- [The problem]: Reproduce all of the material below line for line, leaving out the pictures.

- [Data provided]:
++++++++++++++++++++
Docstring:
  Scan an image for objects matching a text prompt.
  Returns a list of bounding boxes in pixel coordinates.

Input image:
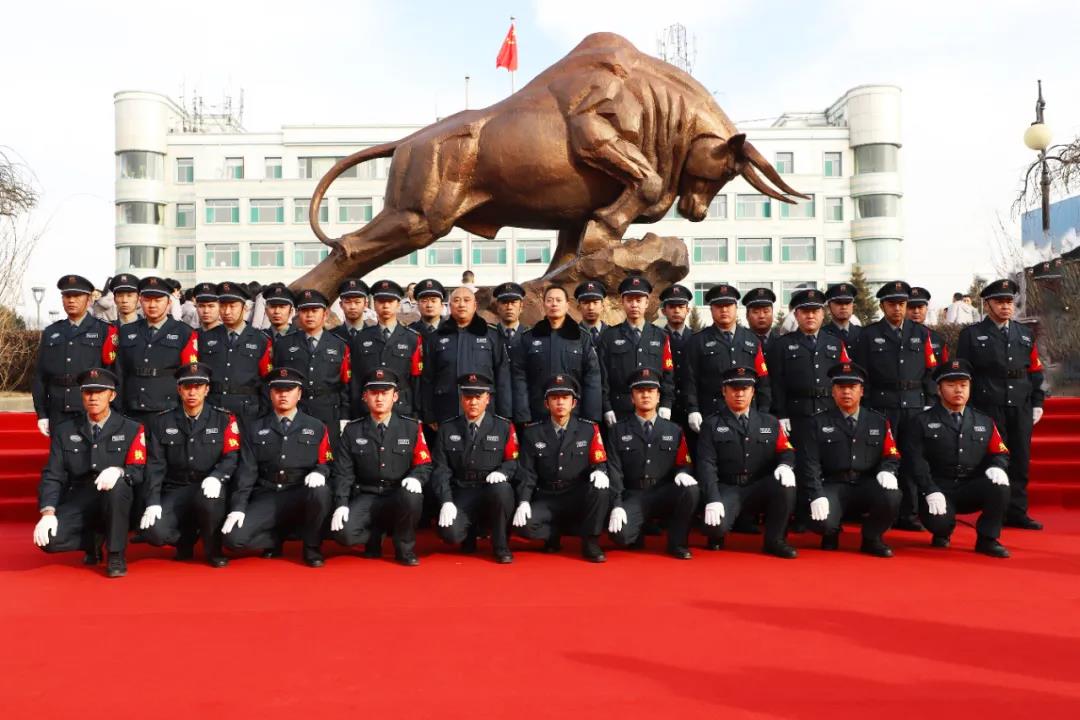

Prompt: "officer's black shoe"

[859,539,892,557]
[105,553,127,578]
[975,538,1009,558]
[764,542,799,560]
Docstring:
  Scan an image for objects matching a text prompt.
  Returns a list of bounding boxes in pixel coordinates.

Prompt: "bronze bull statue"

[294,32,806,297]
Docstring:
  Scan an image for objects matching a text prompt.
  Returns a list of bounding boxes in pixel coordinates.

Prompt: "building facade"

[114,85,904,303]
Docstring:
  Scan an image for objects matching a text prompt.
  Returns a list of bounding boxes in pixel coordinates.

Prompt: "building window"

[206,248,240,268]
[735,195,772,219]
[251,199,285,222]
[693,237,728,262]
[777,152,795,175]
[117,150,165,180]
[517,240,551,264]
[855,195,900,218]
[265,158,281,180]
[780,237,818,262]
[225,158,244,180]
[176,203,195,228]
[293,243,330,268]
[825,240,843,264]
[825,198,843,222]
[739,237,772,262]
[338,198,372,222]
[823,152,843,177]
[428,240,461,264]
[855,144,900,175]
[176,158,195,185]
[206,200,240,225]
[252,243,285,268]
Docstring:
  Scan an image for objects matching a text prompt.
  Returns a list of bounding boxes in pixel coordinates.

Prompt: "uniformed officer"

[513,375,611,562]
[607,367,700,560]
[956,280,1045,530]
[139,367,238,568]
[221,367,334,568]
[511,285,603,422]
[417,285,513,426]
[30,275,118,437]
[33,368,146,578]
[117,275,199,424]
[697,365,798,559]
[273,290,352,441]
[901,358,1010,558]
[349,280,423,418]
[684,283,772,433]
[201,282,273,422]
[330,368,431,566]
[851,281,937,531]
[586,275,675,427]
[795,362,900,557]
[822,283,863,352]
[431,372,518,563]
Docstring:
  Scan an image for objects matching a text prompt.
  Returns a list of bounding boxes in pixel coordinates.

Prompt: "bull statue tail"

[308,140,400,247]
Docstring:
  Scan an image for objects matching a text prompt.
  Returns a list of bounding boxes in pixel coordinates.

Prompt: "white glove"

[94,467,124,492]
[138,505,161,530]
[33,515,59,547]
[221,511,244,535]
[330,505,349,532]
[438,503,458,528]
[927,492,945,515]
[877,470,900,490]
[810,498,828,522]
[986,467,1009,485]
[202,477,221,500]
[514,503,532,528]
[608,507,626,532]
[772,465,795,488]
[675,473,698,488]
[686,412,701,433]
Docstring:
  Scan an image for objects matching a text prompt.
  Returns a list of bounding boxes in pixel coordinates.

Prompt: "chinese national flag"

[495,23,517,72]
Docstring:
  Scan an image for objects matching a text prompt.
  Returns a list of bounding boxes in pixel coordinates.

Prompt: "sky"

[0,0,1080,317]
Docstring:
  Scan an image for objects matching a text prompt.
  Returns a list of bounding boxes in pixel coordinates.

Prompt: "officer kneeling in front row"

[221,367,333,568]
[903,359,1009,558]
[698,365,798,559]
[795,363,901,557]
[431,372,517,563]
[514,375,610,562]
[330,368,431,566]
[33,368,146,578]
[139,363,240,568]
[608,367,700,560]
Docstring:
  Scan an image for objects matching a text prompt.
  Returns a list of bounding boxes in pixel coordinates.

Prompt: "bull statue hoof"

[476,232,690,325]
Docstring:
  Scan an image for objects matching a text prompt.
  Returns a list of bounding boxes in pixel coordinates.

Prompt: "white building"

[113,85,904,303]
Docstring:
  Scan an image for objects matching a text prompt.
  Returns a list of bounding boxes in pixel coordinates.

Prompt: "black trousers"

[222,484,330,553]
[813,478,901,540]
[332,487,423,556]
[920,477,1010,540]
[42,478,135,553]
[143,483,226,557]
[516,483,611,541]
[610,483,701,549]
[436,483,514,551]
[702,473,795,545]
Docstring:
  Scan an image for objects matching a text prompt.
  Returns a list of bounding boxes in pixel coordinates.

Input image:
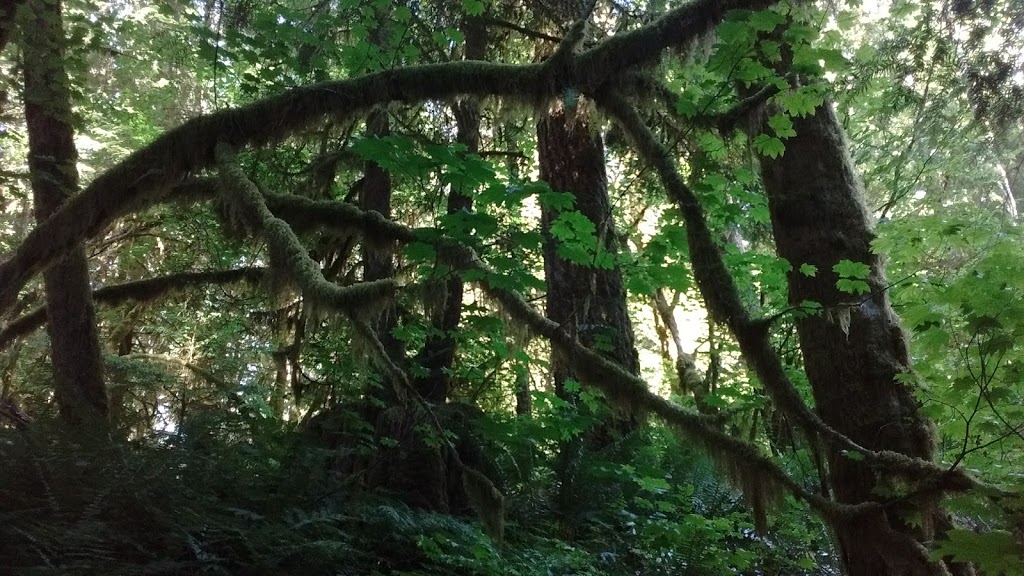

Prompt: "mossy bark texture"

[18,0,110,430]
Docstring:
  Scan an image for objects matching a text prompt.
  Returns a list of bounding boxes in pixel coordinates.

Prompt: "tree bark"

[414,16,487,404]
[537,97,640,528]
[537,99,640,393]
[18,0,110,430]
[760,102,971,576]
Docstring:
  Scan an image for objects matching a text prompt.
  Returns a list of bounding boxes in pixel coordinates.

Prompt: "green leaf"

[768,114,797,138]
[750,10,785,32]
[406,242,437,261]
[462,0,484,16]
[836,278,871,294]
[931,529,1024,576]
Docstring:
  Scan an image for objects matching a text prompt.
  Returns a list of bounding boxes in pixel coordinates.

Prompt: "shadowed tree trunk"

[415,16,487,404]
[537,100,640,407]
[18,0,110,431]
[537,99,640,537]
[761,102,972,576]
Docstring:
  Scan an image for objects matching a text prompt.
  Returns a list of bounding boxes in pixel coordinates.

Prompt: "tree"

[0,0,1019,574]
[19,1,110,433]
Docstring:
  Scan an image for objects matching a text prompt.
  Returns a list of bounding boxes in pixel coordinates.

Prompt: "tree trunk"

[537,100,640,390]
[414,16,487,404]
[761,104,970,576]
[18,0,110,431]
[537,99,640,538]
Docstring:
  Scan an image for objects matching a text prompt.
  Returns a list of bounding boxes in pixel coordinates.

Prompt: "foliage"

[6,0,1024,576]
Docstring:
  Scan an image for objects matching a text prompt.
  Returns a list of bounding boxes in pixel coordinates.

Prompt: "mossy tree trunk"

[414,16,487,404]
[537,106,640,403]
[18,0,110,433]
[537,99,640,534]
[761,102,970,576]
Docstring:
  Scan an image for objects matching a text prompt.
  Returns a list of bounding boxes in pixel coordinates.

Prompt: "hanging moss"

[217,143,397,311]
[0,268,266,349]
[0,0,770,310]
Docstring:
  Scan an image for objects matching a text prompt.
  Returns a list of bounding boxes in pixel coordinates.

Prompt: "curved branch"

[0,0,771,311]
[216,142,397,312]
[0,268,266,349]
[595,87,978,491]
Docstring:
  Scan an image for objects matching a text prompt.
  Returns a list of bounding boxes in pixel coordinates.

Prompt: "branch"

[0,269,266,349]
[216,143,397,312]
[595,87,979,490]
[0,0,771,311]
[483,17,562,44]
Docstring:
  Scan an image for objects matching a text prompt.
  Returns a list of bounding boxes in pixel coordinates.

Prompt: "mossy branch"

[0,0,771,311]
[0,268,266,349]
[596,86,978,490]
[216,142,397,312]
[243,191,879,519]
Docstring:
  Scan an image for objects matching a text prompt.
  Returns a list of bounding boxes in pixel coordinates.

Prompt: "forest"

[0,0,1024,576]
++++++++++++++++++++
- [Written solution]:
Docstring:
  Scan an image for objects matching a text prompt.
  Returns a list of bounding boxes in pixel coordinates.

Input image:

Prompt: "officer's black shoe"

[859,539,892,557]
[105,553,127,578]
[975,538,1009,558]
[764,542,799,560]
Docstring:
  Scan an image for objects matching a text prompt.
  Returns a list of bounding boxes in pixel coordinates.

Prompt: "bronze bull statue"

[294,32,806,297]
Docstring:
  Scan an image for objects matching a text prompt.
  Returns a list of bounding boxes in pixel coordinates.

Prompt: "building facade"

[114,85,904,303]
Docstring:
  Scan an image for objects matching a text prompt.
  Returns a list of bounding boxes in pixel coordinates.

Prompt: "building window"

[206,248,240,268]
[735,195,772,219]
[251,199,285,222]
[693,237,728,262]
[777,152,795,175]
[117,150,165,180]
[517,240,551,264]
[855,195,900,218]
[265,158,281,180]
[780,237,818,262]
[225,158,244,180]
[176,203,195,228]
[293,243,330,268]
[825,240,843,264]
[825,198,843,222]
[739,237,772,262]
[338,198,372,222]
[823,152,843,177]
[428,240,461,264]
[855,144,900,175]
[176,158,195,185]
[206,200,240,225]
[252,243,285,268]
Docstring:
  Scan an image for objects matching a text prompt.
  Returns a list of bounding boxes in pixel coordinates.

Prompt: "uniformed officer"

[513,375,611,562]
[607,367,700,560]
[956,280,1045,530]
[139,367,238,568]
[221,367,334,568]
[511,285,603,422]
[417,285,513,426]
[30,275,118,437]
[33,368,146,578]
[117,275,199,424]
[697,365,798,559]
[273,290,352,441]
[901,358,1010,558]
[349,280,423,418]
[684,283,772,433]
[201,282,273,422]
[330,368,431,566]
[851,281,937,531]
[586,275,675,427]
[795,362,900,557]
[822,283,863,352]
[431,372,518,563]
Docstring:
  Scan an image for objects matching a text prompt.
  Returns a list of bounding boxes in pixel coordinates.

Prompt: "bull statue tail"

[308,140,400,247]
Docstring:
  Scan an image for objects matching a text prompt.
  Returns a list of bounding boxes in pixel coordinates.

Prompt: "white glove"

[94,467,124,492]
[138,505,161,530]
[33,515,59,547]
[221,511,244,535]
[330,505,349,532]
[438,503,458,528]
[927,492,945,515]
[877,470,900,490]
[810,498,828,522]
[986,467,1009,485]
[202,477,221,500]
[514,503,532,528]
[608,507,626,532]
[772,465,795,488]
[675,473,698,488]
[686,412,701,433]
Docstring:
  Scan an image for objects matching a text prompt.
  Returns a list of bounding boxes in pixel coordinates.

Prompt: "chinese national flag"

[495,23,517,72]
Docstring:
  Scan an image for objects matching a text prompt.
  Returns a list of bounding boxes in pixel coordinates.

Prompt: "sky"

[0,0,1080,317]
Docstring:
  Scan an image for objects matching a text prompt.
  Returns a list of bounding boxes in pixel coordinates.

Prompt: "officer kneeling in front row"

[221,367,333,568]
[903,359,1009,558]
[698,365,798,559]
[795,363,901,557]
[431,372,517,563]
[514,375,610,562]
[330,368,431,566]
[33,368,146,578]
[139,363,240,568]
[608,367,700,560]
Docstring:
  Scan an image for objects matching a text prompt.
  Returns a list of bounding boxes in pixel coordinates.

Prompt: "bull statue hoof"

[476,232,690,325]
Docstring:
  Scan an image for objects matching a text prompt.
  Returns a list of bounding boxes in pixel coordinates.

Prompt: "white building"

[113,85,904,303]
Docstring:
  Scan an image for objects matching a text prompt.
  Returns a list of bounding boxes in pixel coordinates.

Prompt: "black trousers"

[222,484,330,553]
[813,478,901,540]
[332,487,423,556]
[920,477,1010,540]
[42,478,135,553]
[143,483,226,557]
[516,483,611,541]
[610,483,701,549]
[436,483,514,551]
[702,473,795,545]
Docstring:
  Scan an image for objects matching a text prompt.
  Returns a list of bounding boxes in pixel coordinates.

Input image:

Prompt: "mossy bark texture"

[18,0,110,430]
Docstring:
  Scan an image for objects matching a text prompt.
  Returns a list of bounding boxes in pixel coordinates.

Prompt: "tree bark"

[414,16,487,404]
[537,97,640,528]
[537,99,640,393]
[18,0,110,430]
[760,102,971,576]
Docstring:
  Scan an image for objects matching a text prompt.
  Returns a list of bounding boxes in pixel coordinates.

Prompt: "green leaf"

[768,114,797,138]
[750,10,785,32]
[406,242,437,261]
[462,0,484,16]
[836,278,871,294]
[931,529,1024,576]
Docstring:
  Scan an image for objects matching a text prompt.
  Returns a list of bounding boxes in pixel coordinates.

Prompt: "shadowed tree trunk"

[415,16,487,404]
[537,100,640,407]
[18,0,110,431]
[537,99,640,537]
[761,102,972,576]
Docstring:
  Scan an image for objects matching a text prompt.
  Returns a list of bounding boxes in pixel coordinates.

Prompt: "tree"

[0,0,1019,574]
[19,1,110,433]
Docstring:
  Scan an image for objects matching a text prompt.
  Returns a list of bounding boxes in pixel coordinates.

Prompt: "tree trunk"

[537,100,640,390]
[414,16,487,404]
[761,104,970,576]
[18,0,110,431]
[537,99,640,538]
Docstring:
  Scan an image for objects matching a text prompt.
  Returns a list of bounding boxes in pixel coordinates.

Prompt: "foliage"

[6,0,1024,576]
Docstring:
  Scan an image for objects matching a text prompt.
  Returns a list of bounding boxes in pixel coordinates.

Prompt: "mossy tree trunk"

[414,16,487,404]
[537,106,640,403]
[18,0,110,433]
[537,99,640,534]
[761,102,970,576]
Docstring:
  Scan an image for objects matching a text prompt.
  Returns a list of bounding boxes in pixel coordinates.

Prompt: "hanging moss"

[217,143,397,311]
[0,268,266,349]
[0,0,770,310]
Docstring:
  Scan an image for objects matching a text prompt.
  Returns a list of bounding boxes in pixel coordinates.

Prompt: "curved branch"

[0,0,771,311]
[216,142,397,312]
[0,268,266,349]
[595,87,978,491]
Docstring:
  Scan an image for objects matching a text prompt.
  Returns a list of bounding boxes in pixel coordinates.

Prompt: "branch"

[0,269,266,349]
[216,143,397,312]
[595,87,979,490]
[0,0,771,311]
[483,17,562,44]
Docstring:
  Scan an image for objects matching a text prompt.
  Returns a list of bounding boxes in pixel coordinates.

Prompt: "mossy branch"

[0,0,771,311]
[0,268,266,349]
[596,86,978,490]
[216,142,397,312]
[243,191,879,519]
Docstring:
  Scan an image for objects matching a text prompt.
  Returns a list of bounding boxes in pixel coordinates.

Prompt: "forest"

[0,0,1024,576]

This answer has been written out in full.